▶ **Goals**:
(1) Using the podman and systemd issue, answer these:
(a) In privileged mode, are mounts read-only or read-write?
(b) On first boot, in which file is PID 1 found?
(c) Which directory does not exist when the container restarts?
(2) Carry on writing the podman and systemd issue from its final sentence onward.
>> BEGIN Excerpt to read
I'm aware of the higher level of collaboration between podman and systemd compared to docker, hence primarily raising this issue from a podman angle.
In privileged mode all mounts are read-write, so yes the container has write access to the cgroup filesystem. (Podman also ensures write access to the systemd cgroup subsystem mount in non-privileged mode by default).
On first boot PID 1 can be found in /sys/fs/cgroup/systemd/machine.slice/libpod-<ctr-id>.scope/init.scope/cgroup.procs, whereas when the container restarts the 'init.scope/' directory does not exist and PID 1 is instead found in the parent (container root) cgroup /sys/fs/cgroup/systemd/machine.slice/libpod-<ctr-id>.scope/cgroup.procs (also reflected by /proc/1/cgroup). This is strange because systemd must be the one to create this cgroup dir in the initial boot, so I'm not sure why it wouldn't on subsequent boot?
>> END Excerpt to read
>> BEGIN Items
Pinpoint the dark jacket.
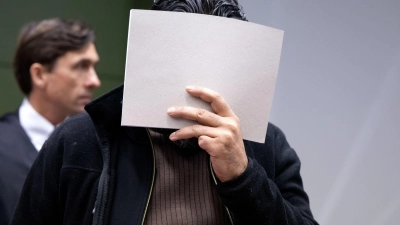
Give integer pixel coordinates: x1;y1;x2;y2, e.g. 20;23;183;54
12;86;317;225
0;111;38;225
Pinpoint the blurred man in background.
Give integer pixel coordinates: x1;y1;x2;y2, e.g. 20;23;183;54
0;18;100;224
12;0;318;225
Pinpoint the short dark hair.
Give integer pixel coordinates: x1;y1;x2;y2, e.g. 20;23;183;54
151;0;247;21
13;18;95;95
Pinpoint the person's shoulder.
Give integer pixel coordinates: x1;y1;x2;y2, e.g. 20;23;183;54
52;112;95;138
47;113;96;148
0;112;23;143
39;113;102;169
0;111;18;128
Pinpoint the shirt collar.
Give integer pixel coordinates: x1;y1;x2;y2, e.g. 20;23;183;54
18;98;54;151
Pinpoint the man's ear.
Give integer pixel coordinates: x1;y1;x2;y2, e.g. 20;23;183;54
29;63;48;88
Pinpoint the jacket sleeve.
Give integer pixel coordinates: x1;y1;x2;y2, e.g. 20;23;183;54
217;127;318;225
11;141;62;225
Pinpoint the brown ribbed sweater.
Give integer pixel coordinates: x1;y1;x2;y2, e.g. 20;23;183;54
144;130;230;225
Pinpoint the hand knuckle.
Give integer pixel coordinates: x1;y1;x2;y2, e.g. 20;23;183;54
197;109;207;117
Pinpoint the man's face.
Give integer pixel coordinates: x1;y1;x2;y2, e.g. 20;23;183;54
45;43;100;115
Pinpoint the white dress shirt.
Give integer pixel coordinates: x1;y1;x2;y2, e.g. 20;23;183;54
18;98;55;151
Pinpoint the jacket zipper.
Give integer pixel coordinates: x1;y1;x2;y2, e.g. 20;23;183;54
210;160;234;225
142;128;156;225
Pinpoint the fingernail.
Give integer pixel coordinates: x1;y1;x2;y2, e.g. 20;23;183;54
169;132;176;141
167;107;175;115
186;86;195;91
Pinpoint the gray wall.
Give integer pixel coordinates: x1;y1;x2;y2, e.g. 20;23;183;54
241;0;400;225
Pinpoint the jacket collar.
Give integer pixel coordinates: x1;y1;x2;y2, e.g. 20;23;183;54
85;84;124;139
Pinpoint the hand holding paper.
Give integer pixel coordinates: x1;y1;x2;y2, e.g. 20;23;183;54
168;86;248;182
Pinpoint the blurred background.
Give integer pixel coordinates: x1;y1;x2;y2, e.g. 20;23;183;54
0;0;153;112
0;0;400;225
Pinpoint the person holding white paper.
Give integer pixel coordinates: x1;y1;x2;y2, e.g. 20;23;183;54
12;0;318;225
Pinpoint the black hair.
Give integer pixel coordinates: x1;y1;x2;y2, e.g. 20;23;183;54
151;0;247;21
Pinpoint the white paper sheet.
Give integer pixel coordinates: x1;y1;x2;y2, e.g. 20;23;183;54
121;10;283;143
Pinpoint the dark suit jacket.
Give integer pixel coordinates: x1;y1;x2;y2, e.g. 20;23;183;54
0;111;38;225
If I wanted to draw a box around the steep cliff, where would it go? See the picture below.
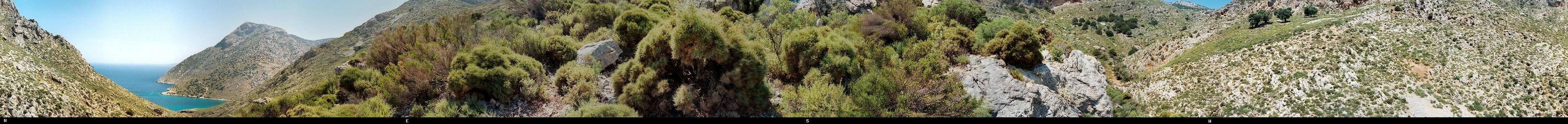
[202,0,497,116]
[0,0,172,118]
[158,22,320,99]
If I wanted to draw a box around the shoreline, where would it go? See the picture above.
[158,88,231,102]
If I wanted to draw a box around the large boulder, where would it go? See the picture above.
[1035,50,1115,116]
[577,39,623,67]
[960,55,1080,118]
[956,50,1115,118]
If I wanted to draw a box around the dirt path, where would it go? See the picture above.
[1399,94,1455,118]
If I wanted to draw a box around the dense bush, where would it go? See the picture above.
[572,3,621,34]
[971,17,1018,50]
[615,8,662,57]
[729,0,764,14]
[859,0,925,42]
[503,33,582,66]
[927,20,975,57]
[981,20,1051,69]
[1301,6,1317,17]
[566,102,638,118]
[1247,11,1273,28]
[447,46,544,101]
[612,9,773,116]
[555,61,599,104]
[778,69,869,118]
[931,0,986,28]
[423,97,494,118]
[1275,8,1294,22]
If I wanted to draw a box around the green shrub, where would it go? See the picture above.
[447,46,544,101]
[1301,6,1317,17]
[572,3,621,34]
[505,33,582,66]
[778,69,867,118]
[981,20,1051,69]
[615,8,662,57]
[566,102,638,118]
[425,97,491,118]
[555,61,599,104]
[859,0,927,42]
[612,9,773,116]
[971,17,1018,50]
[927,20,975,57]
[931,0,986,28]
[1275,8,1294,22]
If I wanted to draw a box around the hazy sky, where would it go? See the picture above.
[1165,0,1231,9]
[16,0,406,64]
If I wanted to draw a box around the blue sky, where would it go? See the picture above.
[1165,0,1231,9]
[16,0,406,64]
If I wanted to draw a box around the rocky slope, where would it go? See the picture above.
[1118,0,1568,116]
[0,0,172,118]
[955,50,1115,118]
[158,22,333,99]
[1171,0,1212,9]
[202,0,489,116]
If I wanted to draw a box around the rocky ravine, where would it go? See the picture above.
[158,22,320,99]
[955,50,1115,118]
[0,0,172,118]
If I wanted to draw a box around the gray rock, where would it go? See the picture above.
[577,39,623,67]
[960,50,1115,118]
[960,55,1079,118]
[1033,50,1113,116]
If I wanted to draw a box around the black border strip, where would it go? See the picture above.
[0,118,1568,124]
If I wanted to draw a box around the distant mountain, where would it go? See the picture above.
[1171,0,1212,9]
[0,0,174,118]
[202,0,497,116]
[158,22,323,99]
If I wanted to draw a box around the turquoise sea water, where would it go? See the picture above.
[93,64,224,110]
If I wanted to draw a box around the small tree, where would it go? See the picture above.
[934,0,986,28]
[981,20,1051,69]
[1301,6,1317,17]
[1247,11,1272,28]
[1275,8,1292,23]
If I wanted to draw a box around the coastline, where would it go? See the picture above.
[158,86,231,102]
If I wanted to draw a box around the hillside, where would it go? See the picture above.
[1118,0,1568,116]
[0,0,176,118]
[158,22,331,99]
[202,0,488,116]
[165,0,1568,118]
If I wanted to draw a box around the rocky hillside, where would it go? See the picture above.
[195,0,489,116]
[156,0,1568,118]
[158,22,334,99]
[1171,0,1212,9]
[1117,0,1568,116]
[0,0,174,118]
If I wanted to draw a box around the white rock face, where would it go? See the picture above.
[1035,50,1115,116]
[577,39,623,67]
[960,50,1115,118]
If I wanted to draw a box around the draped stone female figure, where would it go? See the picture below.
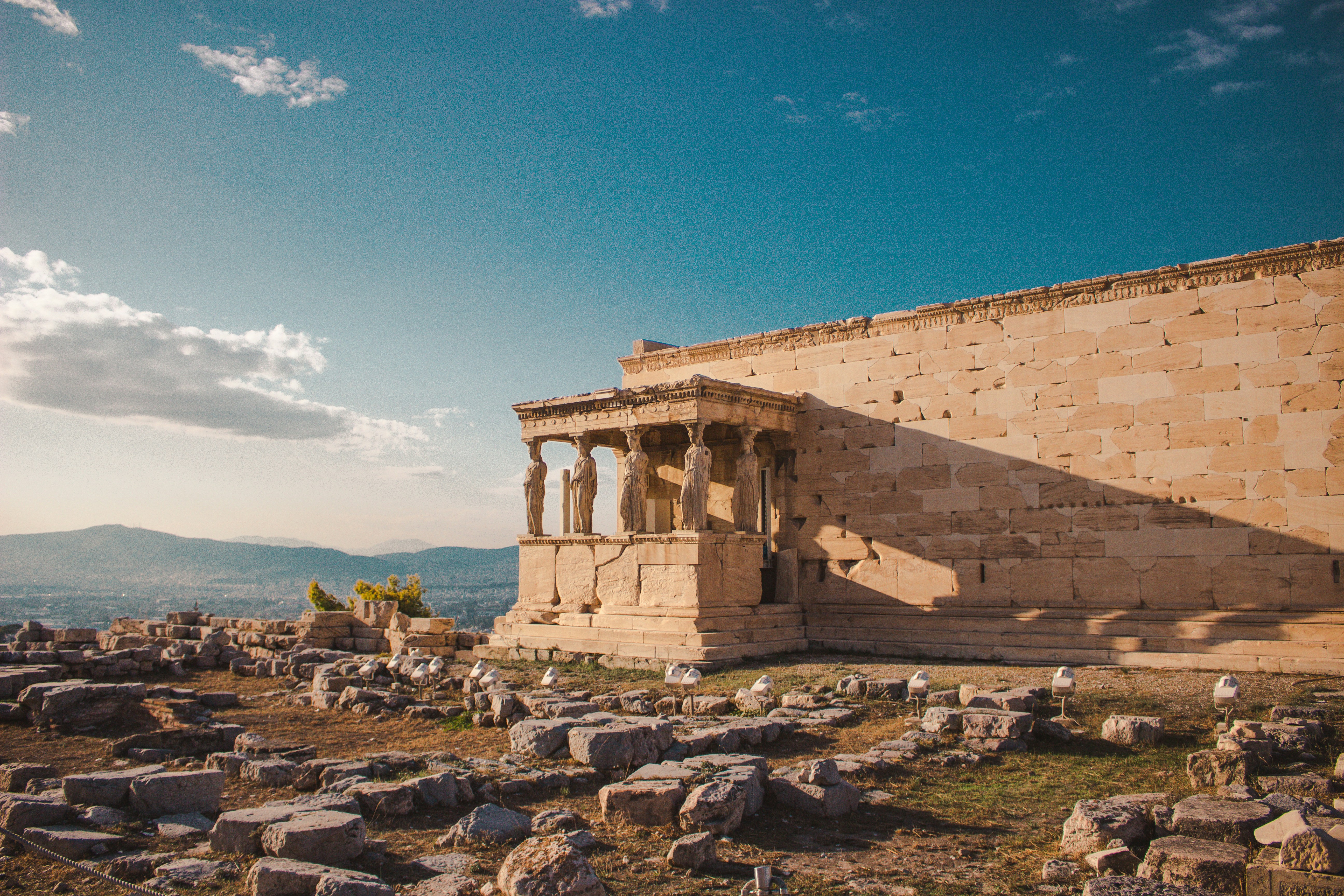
[523,439,546,535]
[570,435,597,535]
[732,429,761,532]
[621,429,649,532]
[681,423,714,532]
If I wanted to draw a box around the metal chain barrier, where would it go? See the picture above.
[0,828,177,896]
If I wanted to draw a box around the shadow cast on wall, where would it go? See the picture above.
[775,395,1344,670]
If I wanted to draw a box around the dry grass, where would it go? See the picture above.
[0,654,1344,896]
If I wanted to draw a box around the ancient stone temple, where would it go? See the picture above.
[491,240,1344,673]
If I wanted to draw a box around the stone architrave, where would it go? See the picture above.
[523,439,546,535]
[621,427,649,532]
[732,426,761,532]
[570,435,597,535]
[681,422,714,532]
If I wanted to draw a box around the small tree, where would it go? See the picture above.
[355,575,434,617]
[308,579,349,613]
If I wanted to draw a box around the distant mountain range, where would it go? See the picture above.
[228,535,438,557]
[0,525,517,627]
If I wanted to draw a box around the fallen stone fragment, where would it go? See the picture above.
[1172,794,1274,846]
[62,766,167,806]
[411,853,476,874]
[436,803,532,846]
[1040,858,1078,884]
[210,806,296,856]
[1185,750,1259,787]
[313,874,396,896]
[23,825,124,858]
[247,856,382,896]
[344,780,415,818]
[155,858,234,887]
[1254,809,1308,846]
[1083,846,1138,874]
[676,779,747,837]
[496,834,606,896]
[598,780,685,828]
[1137,837,1246,896]
[130,770,227,818]
[1059,799,1148,856]
[261,811,366,862]
[1278,828,1344,874]
[406,873,481,896]
[155,811,214,838]
[668,830,719,868]
[1101,716,1167,747]
[1083,874,1214,896]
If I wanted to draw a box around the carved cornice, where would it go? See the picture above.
[615,239,1344,373]
[513,375,802,422]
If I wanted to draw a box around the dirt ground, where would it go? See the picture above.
[0,653,1344,896]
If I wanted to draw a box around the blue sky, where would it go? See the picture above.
[0,0,1344,547]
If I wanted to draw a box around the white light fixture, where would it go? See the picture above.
[1214,676,1242,725]
[906,669,929,719]
[1050,666,1078,721]
[681,668,700,716]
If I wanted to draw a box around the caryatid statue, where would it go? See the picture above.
[621,426,649,532]
[570,435,597,535]
[681,422,714,532]
[732,427,761,532]
[523,439,546,535]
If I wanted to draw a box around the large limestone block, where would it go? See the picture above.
[247,857,382,896]
[683,779,747,837]
[555,544,597,613]
[261,811,366,862]
[495,834,606,896]
[598,780,685,828]
[1059,799,1148,856]
[60,766,171,814]
[1171,794,1274,846]
[1137,837,1246,896]
[130,770,227,818]
[594,544,640,607]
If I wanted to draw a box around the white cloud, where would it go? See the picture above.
[181,43,347,109]
[1208,0,1284,40]
[1156,28,1241,71]
[379,466,444,481]
[575,0,632,19]
[0,249,429,454]
[0,111,32,137]
[4,0,79,38]
[414,407,466,426]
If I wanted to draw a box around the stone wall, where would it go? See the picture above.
[621,240,1344,672]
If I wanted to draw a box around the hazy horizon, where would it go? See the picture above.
[0,0,1344,549]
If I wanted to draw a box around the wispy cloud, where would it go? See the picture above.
[412,407,466,426]
[0,249,429,455]
[827,12,868,34]
[0,111,32,137]
[1154,28,1242,71]
[4,0,79,38]
[379,466,444,481]
[181,43,347,109]
[575,0,632,19]
[1078,0,1151,19]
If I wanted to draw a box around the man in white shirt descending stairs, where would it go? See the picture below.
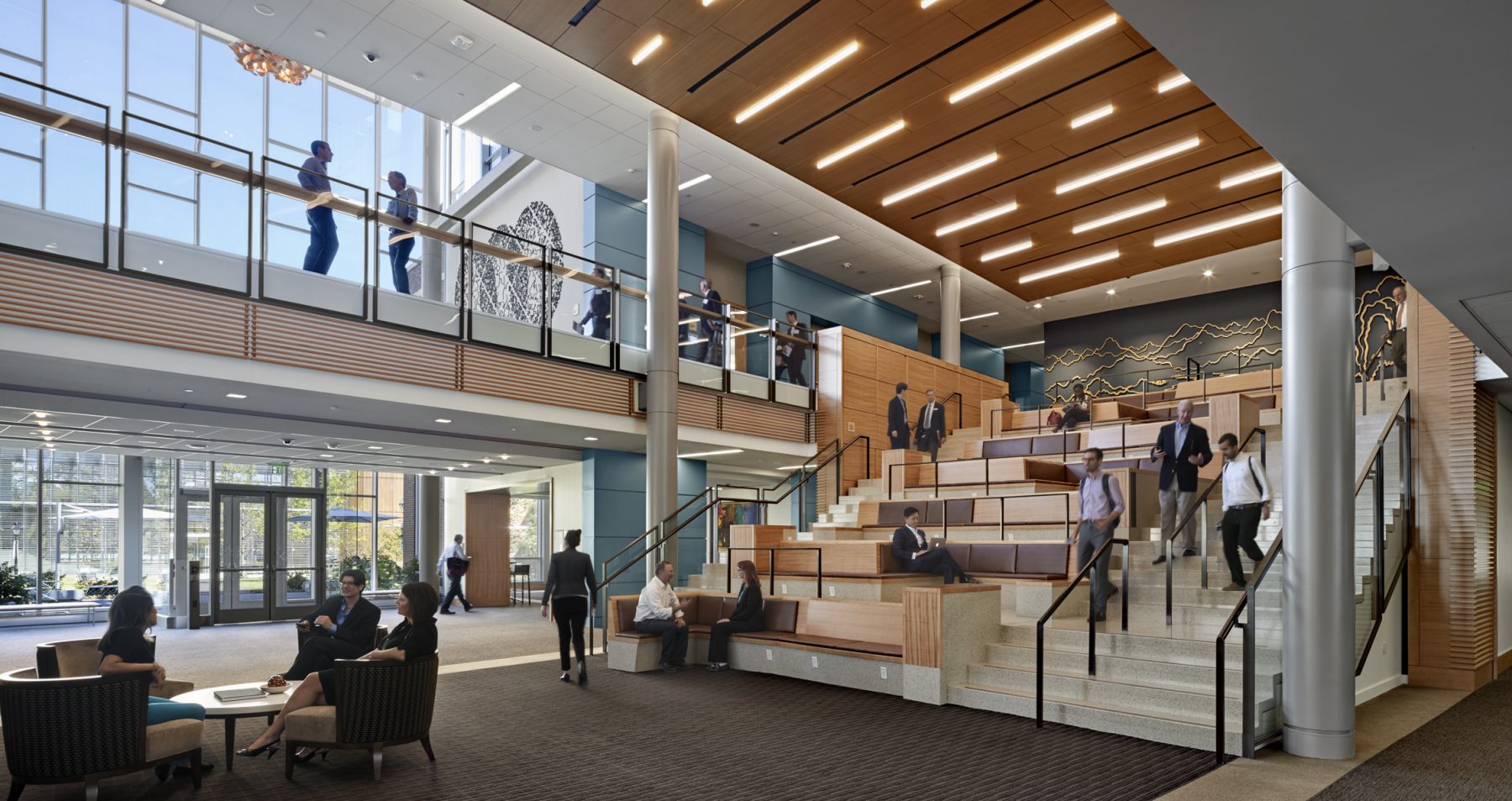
[1219,433,1270,592]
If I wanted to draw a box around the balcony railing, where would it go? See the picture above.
[0,72,816,408]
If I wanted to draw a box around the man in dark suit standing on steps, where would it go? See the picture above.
[1149,400,1213,565]
[892,506,977,584]
[888,382,909,448]
[913,389,945,461]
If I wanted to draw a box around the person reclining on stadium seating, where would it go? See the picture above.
[892,506,977,584]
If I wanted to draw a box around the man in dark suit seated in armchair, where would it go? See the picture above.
[283,569,382,682]
[892,506,977,584]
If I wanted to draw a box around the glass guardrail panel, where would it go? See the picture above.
[261,157,372,297]
[550,251,614,366]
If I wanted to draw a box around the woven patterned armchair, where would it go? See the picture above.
[283,656,440,782]
[0,671,204,801]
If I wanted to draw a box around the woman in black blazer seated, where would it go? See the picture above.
[541,529,599,688]
[707,559,765,672]
[238,582,442,761]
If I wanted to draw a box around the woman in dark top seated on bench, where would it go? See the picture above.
[707,559,765,672]
[238,582,442,761]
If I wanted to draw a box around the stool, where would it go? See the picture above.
[510,565,531,606]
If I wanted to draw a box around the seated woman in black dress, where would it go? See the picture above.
[238,582,442,759]
[707,559,765,672]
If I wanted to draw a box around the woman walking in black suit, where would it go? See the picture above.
[707,559,765,672]
[541,529,599,686]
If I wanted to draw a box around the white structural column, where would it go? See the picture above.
[1281,172,1355,759]
[646,109,677,565]
[414,476,443,588]
[420,117,444,303]
[941,263,960,365]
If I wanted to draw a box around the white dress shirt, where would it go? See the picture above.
[1223,453,1270,510]
[635,576,682,622]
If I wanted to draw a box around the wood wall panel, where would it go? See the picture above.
[1408,292,1497,689]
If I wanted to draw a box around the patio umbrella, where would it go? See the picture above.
[289,506,399,523]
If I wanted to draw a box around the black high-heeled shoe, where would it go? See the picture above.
[236,740,283,759]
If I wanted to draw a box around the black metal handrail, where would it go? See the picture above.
[1213,531,1281,765]
[1034,538,1130,729]
[1161,429,1266,625]
[724,545,824,597]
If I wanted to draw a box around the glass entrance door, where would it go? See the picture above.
[210,491,325,622]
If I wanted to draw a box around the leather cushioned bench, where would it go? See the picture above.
[945,542,1072,580]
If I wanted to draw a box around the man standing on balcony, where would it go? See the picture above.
[299,140,339,276]
[913,389,945,461]
[888,382,909,450]
[1219,433,1270,592]
[1149,398,1213,565]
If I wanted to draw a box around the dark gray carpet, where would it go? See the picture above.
[1312,671,1512,801]
[0,657,1213,801]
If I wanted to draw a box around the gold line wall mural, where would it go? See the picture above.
[1045,268,1403,404]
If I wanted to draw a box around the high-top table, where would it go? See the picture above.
[172,682,299,771]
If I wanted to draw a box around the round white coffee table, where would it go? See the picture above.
[172,682,299,771]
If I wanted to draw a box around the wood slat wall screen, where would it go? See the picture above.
[0,255,249,357]
[903,588,945,667]
[1408,292,1497,690]
[251,304,459,389]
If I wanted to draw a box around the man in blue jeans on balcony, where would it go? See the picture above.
[299,140,339,276]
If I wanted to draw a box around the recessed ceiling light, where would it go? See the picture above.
[981,240,1034,262]
[735,40,860,124]
[452,83,520,127]
[1055,136,1202,195]
[1019,248,1119,283]
[1070,198,1166,233]
[934,202,1019,236]
[631,34,667,66]
[1070,103,1113,127]
[949,13,1119,103]
[1219,164,1281,189]
[813,119,904,170]
[641,172,714,203]
[881,151,998,206]
[1155,206,1281,247]
[1155,74,1191,94]
[773,235,839,257]
[871,280,930,297]
[677,448,745,459]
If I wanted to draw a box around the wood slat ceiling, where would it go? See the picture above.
[472,0,1281,300]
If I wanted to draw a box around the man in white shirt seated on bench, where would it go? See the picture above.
[1219,433,1270,592]
[635,561,688,672]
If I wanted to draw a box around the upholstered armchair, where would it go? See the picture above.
[283,656,440,782]
[0,671,204,801]
[34,639,193,698]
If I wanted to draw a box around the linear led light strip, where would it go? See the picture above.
>> END Items
▶ **Answers per task**:
(1)
(a) Read-write.
(b) /sys/fs/cgroup/systemd/machine.slice/libpod-<ctr-id>.scope/init.scope/cgroup.procs
(c) The 'init.scope/' directory.

(2)
I can confirm that the container has permissions since executing a 'mkdir' in /sys/fs/cgroup/systemd/machine.slice/libpod-<ctr-id>.scope/ inside the container succeeds after the restart, so I have no idea why systemd is not creating the 'init.scope/' dir. I notice that inside the container's systemd cgroup mount 'system.slice/' does exist, but 'user.slice/' also does not (both exist on normal boot). Is there any way I can find systemd logs that might indicate why the cgroup dir creation is failing?
One final datapoint: the same is seen when using a private cgroup namespace (via 'podman run --cgroupns=private'), although then the error is then, as expected, "Failed to attach 1 to compat systemd cgroup /init.scope: No such file or directory".
I could raise this with the podman team, but it seems more in the systemd area given it's a systemd warning and I would expect systemd to be creating this cgroup dir?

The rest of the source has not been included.